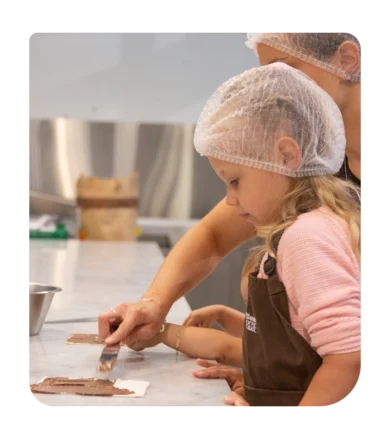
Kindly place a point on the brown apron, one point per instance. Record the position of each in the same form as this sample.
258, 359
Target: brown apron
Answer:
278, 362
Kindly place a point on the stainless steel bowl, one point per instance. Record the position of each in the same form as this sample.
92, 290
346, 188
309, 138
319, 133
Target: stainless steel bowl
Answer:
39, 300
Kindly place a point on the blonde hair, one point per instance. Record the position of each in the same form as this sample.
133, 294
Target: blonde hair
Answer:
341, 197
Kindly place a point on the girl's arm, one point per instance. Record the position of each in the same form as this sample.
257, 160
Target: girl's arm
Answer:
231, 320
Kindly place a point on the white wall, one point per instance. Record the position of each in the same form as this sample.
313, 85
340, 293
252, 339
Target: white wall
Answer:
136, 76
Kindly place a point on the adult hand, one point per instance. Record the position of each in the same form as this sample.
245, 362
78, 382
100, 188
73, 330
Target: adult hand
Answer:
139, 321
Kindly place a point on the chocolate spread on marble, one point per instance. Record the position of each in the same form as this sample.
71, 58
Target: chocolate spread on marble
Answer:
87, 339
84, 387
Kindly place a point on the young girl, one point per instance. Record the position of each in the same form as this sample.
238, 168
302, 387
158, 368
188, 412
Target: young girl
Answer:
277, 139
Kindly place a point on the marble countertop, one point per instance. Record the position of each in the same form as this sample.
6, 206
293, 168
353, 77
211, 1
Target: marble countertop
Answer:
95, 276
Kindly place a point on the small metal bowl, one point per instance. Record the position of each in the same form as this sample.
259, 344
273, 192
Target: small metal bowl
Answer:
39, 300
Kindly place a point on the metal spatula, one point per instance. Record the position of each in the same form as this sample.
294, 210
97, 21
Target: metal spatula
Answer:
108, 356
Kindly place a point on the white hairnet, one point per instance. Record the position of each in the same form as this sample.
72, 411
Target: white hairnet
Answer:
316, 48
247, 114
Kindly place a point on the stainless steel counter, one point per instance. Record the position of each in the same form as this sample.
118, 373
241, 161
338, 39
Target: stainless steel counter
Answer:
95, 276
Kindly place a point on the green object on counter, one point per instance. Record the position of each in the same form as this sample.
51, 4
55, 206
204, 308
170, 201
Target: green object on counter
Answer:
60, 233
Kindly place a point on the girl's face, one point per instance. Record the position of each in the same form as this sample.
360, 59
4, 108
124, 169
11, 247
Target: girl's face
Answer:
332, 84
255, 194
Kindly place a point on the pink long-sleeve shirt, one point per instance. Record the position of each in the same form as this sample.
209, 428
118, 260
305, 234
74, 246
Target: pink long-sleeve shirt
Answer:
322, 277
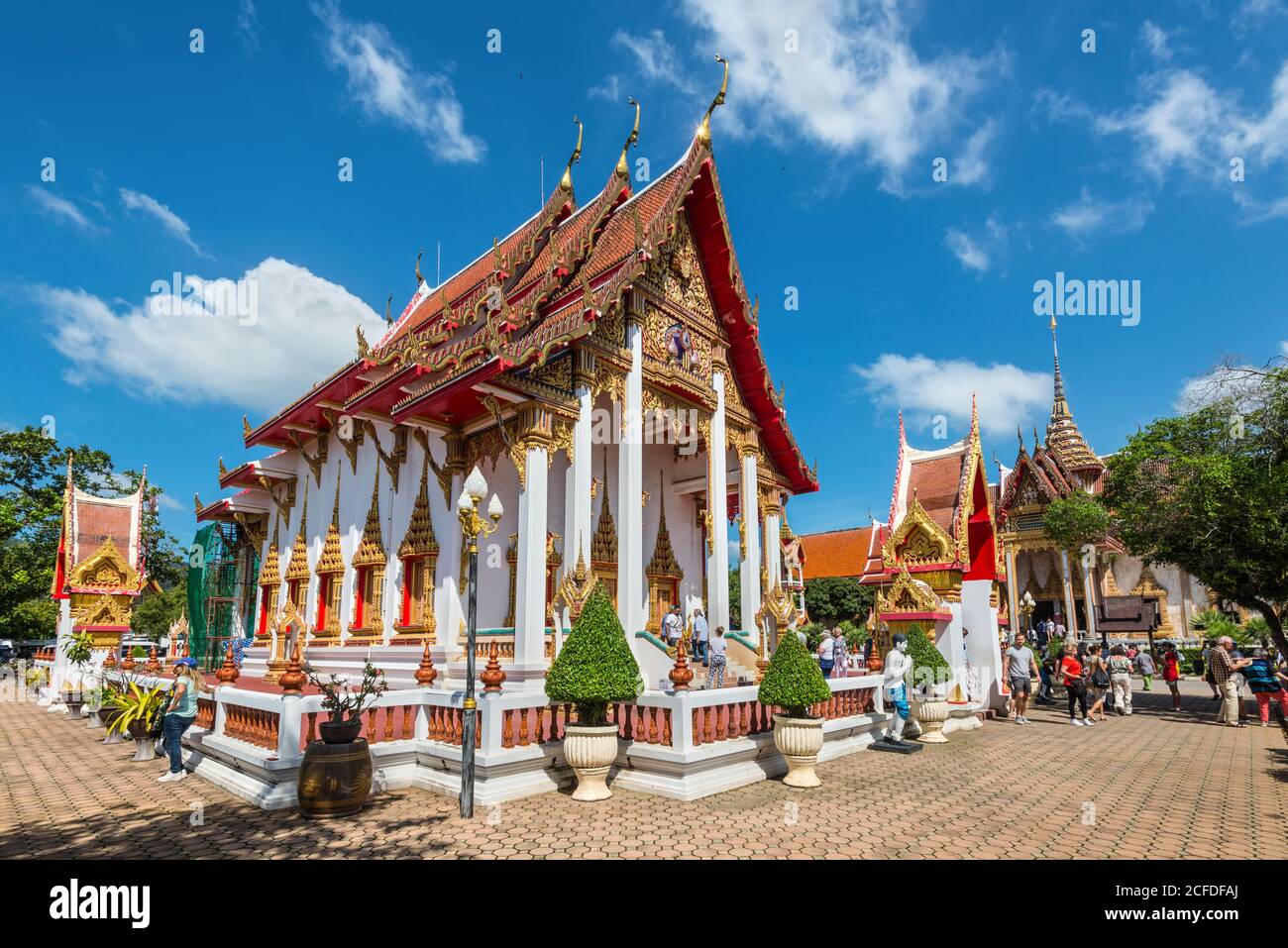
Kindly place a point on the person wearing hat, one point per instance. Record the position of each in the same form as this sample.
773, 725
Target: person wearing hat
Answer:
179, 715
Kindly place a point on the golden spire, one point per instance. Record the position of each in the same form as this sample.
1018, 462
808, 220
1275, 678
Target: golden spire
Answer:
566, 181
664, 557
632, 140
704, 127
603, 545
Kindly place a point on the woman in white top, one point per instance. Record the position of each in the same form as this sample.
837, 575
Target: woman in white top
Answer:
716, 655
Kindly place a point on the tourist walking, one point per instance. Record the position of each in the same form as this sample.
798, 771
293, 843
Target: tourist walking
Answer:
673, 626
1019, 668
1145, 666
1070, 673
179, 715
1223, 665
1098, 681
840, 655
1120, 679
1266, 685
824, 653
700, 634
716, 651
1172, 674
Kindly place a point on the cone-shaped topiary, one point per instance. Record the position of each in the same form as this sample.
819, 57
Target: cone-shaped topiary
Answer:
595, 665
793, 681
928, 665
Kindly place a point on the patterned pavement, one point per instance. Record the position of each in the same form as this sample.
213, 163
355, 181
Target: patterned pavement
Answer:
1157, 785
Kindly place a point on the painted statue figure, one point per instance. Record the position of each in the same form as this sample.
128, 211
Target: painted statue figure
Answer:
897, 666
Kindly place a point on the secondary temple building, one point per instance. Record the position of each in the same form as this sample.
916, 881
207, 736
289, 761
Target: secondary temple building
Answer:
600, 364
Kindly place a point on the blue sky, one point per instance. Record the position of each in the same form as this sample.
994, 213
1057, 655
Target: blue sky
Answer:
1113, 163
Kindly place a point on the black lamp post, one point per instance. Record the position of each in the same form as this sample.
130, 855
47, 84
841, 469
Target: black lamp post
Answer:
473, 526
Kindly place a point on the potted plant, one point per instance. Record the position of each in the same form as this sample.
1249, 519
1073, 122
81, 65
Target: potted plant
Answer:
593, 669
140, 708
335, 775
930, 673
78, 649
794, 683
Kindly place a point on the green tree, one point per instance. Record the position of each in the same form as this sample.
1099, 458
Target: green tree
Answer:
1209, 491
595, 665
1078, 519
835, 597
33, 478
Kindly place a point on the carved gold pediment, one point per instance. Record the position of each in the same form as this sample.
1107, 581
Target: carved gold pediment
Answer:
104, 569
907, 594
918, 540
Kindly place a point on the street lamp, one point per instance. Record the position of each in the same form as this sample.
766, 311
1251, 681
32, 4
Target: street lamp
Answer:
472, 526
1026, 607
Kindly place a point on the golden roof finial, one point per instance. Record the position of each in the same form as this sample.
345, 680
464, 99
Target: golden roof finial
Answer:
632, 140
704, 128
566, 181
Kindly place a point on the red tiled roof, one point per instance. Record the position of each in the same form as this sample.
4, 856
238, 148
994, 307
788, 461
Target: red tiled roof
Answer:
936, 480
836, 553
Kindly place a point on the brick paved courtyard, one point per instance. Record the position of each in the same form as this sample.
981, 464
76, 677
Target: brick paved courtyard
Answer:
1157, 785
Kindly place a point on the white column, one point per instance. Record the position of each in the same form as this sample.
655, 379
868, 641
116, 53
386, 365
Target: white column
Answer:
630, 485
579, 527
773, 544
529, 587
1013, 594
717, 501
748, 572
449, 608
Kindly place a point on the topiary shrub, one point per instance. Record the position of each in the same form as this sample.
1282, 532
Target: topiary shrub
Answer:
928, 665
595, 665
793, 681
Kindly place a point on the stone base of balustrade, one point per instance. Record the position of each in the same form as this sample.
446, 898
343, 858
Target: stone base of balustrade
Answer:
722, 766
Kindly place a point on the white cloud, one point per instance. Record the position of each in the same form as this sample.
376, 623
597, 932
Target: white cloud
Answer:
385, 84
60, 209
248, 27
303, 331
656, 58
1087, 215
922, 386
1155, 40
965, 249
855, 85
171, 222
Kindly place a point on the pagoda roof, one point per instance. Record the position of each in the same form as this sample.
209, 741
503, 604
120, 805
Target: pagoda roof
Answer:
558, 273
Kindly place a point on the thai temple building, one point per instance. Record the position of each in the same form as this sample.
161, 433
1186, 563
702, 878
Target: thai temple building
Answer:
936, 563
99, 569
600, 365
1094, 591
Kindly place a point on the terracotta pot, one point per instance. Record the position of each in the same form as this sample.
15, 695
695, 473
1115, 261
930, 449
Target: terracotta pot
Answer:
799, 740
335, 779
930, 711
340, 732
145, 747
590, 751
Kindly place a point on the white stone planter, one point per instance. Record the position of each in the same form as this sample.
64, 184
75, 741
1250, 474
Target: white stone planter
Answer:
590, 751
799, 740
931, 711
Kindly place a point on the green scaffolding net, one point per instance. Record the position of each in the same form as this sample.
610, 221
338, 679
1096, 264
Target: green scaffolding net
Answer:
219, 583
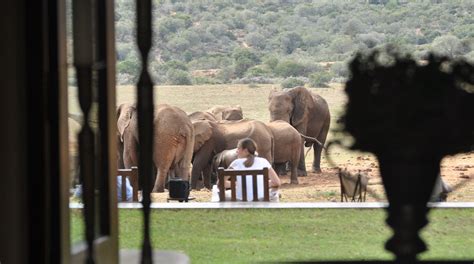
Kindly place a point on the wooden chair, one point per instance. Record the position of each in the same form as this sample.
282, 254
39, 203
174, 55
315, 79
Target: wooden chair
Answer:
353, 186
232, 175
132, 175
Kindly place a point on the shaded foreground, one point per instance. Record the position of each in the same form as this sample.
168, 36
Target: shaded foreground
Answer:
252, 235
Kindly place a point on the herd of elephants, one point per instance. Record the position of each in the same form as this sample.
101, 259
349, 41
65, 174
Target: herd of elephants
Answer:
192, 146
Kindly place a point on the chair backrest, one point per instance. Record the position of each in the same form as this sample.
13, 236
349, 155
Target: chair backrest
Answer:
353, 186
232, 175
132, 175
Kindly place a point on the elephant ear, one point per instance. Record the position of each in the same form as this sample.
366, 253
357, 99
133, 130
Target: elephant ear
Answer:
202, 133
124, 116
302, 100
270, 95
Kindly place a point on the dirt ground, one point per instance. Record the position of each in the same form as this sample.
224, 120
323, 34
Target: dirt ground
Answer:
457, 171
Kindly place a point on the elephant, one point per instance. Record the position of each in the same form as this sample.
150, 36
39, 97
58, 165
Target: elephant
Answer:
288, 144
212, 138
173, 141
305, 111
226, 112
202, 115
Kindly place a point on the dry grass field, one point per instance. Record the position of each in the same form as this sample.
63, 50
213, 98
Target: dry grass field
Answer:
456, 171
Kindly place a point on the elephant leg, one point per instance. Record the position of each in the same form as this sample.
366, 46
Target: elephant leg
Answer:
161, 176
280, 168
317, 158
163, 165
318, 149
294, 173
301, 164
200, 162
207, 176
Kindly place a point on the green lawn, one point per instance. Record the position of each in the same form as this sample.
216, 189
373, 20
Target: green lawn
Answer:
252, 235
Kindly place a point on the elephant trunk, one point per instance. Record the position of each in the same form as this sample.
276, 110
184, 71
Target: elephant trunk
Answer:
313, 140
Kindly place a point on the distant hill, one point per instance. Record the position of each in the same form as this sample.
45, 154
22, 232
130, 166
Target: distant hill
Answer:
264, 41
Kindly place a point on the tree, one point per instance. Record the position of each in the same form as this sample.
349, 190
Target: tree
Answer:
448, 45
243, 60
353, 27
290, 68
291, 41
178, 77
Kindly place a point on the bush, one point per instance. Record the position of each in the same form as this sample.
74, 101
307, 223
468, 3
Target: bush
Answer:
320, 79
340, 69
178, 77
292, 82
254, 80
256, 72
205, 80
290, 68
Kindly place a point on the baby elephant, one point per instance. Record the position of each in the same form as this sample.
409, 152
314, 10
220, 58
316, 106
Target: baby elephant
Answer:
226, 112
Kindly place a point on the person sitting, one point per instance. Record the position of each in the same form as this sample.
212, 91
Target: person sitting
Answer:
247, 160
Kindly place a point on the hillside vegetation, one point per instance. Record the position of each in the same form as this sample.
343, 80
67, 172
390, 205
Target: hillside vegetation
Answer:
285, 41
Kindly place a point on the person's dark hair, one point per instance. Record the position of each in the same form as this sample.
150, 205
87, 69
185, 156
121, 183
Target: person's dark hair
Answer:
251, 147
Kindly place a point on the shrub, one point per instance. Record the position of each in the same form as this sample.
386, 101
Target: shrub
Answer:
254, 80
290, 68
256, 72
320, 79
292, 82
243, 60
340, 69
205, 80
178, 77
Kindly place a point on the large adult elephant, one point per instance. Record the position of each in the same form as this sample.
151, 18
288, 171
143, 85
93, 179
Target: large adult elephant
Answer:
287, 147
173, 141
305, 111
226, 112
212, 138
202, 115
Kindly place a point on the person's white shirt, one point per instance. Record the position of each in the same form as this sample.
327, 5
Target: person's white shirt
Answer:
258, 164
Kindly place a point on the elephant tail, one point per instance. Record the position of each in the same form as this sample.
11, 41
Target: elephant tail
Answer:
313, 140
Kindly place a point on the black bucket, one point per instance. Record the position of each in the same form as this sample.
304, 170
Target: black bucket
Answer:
***
— WHAT TO DO —
Copy the data word for word, starting at the line that contains "Kindly place a point on the person's dark" and ending with the final line of the data.

— REPLY —
Kindly place a point on the person's dark hair, one point per instance. Record the position of each in the same form as this sample.
150, 205
87, 69
185, 156
121, 183
Target: person's dark hair
Answer:
251, 147
Kindly place a point on the shrub, one point per instance. Record the position of each in the same form as this sample.
386, 101
Target: shrub
Answer:
254, 80
290, 68
256, 72
320, 79
292, 82
243, 60
340, 69
205, 80
178, 77
Kindly place a point on the large adult elephant, one point per instance. Record the position of each in the same form as this sample.
151, 18
288, 171
143, 85
93, 179
Target: large adult elephant
Answer:
287, 147
173, 141
305, 111
226, 112
212, 138
202, 115
Kindly place a point on the person's white shirt, one point per instance. Record the position of each in the same form as this sample.
327, 5
Target: person's white shirt
Answer:
258, 164
Kindly place a point on the elephant tail, one point per instance. Record the position of each in the same form as this sample.
11, 41
Target: elephant tail
Answer:
313, 140
Kindly place a point on the black bucket, one point per instance. Record the position of each in the same form as this sample.
304, 170
Target: black bucket
Answer:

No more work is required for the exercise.